[[ EXERCISE DATA, beginning ]]
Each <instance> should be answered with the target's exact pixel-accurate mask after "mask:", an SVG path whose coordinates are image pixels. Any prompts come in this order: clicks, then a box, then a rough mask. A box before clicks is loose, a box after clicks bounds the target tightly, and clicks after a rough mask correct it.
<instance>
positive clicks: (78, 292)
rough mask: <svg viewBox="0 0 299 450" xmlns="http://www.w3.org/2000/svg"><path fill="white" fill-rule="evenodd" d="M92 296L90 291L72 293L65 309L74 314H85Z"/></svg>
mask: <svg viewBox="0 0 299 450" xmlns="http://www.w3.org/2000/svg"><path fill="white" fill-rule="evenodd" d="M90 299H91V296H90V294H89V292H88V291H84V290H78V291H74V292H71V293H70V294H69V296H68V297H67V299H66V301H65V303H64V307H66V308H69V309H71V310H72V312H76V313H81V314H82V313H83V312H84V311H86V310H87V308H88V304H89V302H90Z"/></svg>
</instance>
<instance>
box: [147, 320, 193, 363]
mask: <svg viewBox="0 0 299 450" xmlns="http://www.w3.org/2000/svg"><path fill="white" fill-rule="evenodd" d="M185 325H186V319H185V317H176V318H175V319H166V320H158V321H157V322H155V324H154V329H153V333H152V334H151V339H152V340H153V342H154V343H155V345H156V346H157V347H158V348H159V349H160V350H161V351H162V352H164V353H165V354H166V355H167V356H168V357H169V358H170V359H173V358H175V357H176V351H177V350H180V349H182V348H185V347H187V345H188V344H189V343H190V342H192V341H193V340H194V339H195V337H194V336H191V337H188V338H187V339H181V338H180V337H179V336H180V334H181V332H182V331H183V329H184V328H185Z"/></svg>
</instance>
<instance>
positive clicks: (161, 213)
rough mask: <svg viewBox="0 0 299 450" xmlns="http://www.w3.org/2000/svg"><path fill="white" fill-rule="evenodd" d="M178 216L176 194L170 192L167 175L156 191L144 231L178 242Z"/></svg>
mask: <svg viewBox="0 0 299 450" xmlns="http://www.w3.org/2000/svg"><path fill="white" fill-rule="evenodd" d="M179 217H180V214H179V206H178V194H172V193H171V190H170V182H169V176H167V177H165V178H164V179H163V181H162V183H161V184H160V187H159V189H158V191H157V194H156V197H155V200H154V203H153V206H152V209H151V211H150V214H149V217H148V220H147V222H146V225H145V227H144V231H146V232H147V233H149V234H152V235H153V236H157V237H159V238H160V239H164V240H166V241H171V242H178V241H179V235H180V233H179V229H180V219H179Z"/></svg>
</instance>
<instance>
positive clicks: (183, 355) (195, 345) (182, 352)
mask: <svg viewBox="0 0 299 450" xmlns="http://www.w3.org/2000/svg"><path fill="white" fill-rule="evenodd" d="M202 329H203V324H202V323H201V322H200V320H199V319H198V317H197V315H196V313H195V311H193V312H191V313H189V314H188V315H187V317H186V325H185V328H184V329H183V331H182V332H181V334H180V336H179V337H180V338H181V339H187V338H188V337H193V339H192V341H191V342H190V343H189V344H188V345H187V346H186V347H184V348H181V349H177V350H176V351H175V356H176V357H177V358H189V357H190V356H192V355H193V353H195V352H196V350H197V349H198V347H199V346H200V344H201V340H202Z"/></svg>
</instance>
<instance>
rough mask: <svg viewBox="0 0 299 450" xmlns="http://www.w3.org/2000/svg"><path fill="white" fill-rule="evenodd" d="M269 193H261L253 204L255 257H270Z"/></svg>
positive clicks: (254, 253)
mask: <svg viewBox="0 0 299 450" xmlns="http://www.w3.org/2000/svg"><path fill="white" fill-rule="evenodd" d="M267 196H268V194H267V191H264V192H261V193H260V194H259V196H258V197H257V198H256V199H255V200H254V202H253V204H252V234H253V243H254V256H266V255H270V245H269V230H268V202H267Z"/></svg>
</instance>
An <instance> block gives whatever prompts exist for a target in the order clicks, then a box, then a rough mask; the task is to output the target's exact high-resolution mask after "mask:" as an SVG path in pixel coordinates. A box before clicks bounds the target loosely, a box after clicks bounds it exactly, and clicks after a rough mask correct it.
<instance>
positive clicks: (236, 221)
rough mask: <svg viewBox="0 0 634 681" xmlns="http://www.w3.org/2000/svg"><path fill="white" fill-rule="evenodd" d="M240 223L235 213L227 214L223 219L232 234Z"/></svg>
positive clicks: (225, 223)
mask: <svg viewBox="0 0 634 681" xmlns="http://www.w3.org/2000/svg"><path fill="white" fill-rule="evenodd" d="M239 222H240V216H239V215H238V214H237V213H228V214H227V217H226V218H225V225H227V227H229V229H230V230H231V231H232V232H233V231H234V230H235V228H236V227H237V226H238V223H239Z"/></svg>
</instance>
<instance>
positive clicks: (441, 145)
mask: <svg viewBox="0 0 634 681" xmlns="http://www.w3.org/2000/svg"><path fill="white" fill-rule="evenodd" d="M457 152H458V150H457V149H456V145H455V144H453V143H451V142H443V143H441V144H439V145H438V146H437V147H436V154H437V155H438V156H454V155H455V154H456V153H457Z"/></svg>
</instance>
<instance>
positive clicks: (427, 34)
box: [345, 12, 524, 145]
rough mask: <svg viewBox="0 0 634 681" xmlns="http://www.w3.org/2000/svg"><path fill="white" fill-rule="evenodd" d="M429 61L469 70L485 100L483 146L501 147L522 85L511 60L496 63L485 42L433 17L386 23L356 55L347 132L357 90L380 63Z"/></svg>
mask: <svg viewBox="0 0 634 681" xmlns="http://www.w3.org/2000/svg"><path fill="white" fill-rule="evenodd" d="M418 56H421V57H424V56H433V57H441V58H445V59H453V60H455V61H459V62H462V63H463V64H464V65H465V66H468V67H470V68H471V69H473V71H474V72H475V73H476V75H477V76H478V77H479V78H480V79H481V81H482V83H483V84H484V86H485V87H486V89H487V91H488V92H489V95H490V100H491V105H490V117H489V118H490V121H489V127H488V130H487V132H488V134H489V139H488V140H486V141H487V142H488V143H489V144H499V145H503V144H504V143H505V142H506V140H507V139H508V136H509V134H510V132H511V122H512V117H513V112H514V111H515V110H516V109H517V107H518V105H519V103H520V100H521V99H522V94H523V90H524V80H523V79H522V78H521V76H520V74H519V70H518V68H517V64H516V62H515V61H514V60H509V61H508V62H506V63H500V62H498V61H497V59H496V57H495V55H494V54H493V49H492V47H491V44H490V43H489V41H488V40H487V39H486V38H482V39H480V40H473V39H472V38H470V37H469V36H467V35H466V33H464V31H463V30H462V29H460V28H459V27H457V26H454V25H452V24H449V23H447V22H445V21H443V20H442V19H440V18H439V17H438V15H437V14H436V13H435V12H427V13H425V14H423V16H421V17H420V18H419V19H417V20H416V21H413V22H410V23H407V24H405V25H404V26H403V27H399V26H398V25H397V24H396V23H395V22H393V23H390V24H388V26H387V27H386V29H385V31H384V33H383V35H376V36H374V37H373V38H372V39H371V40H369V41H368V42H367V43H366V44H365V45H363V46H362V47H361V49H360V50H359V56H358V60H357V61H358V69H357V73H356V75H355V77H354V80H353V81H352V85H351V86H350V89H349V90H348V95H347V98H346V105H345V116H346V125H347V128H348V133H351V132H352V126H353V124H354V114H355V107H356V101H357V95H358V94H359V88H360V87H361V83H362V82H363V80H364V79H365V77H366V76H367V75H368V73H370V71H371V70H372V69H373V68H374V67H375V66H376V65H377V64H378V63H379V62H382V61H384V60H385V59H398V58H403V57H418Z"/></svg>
[[ EXERCISE DATA, end ]]
## DIRECTIONS
Tally the lines of the entries above that contain the string "positive", matching case exactly. Give only the number.

## EXERCISE RESPONSE
8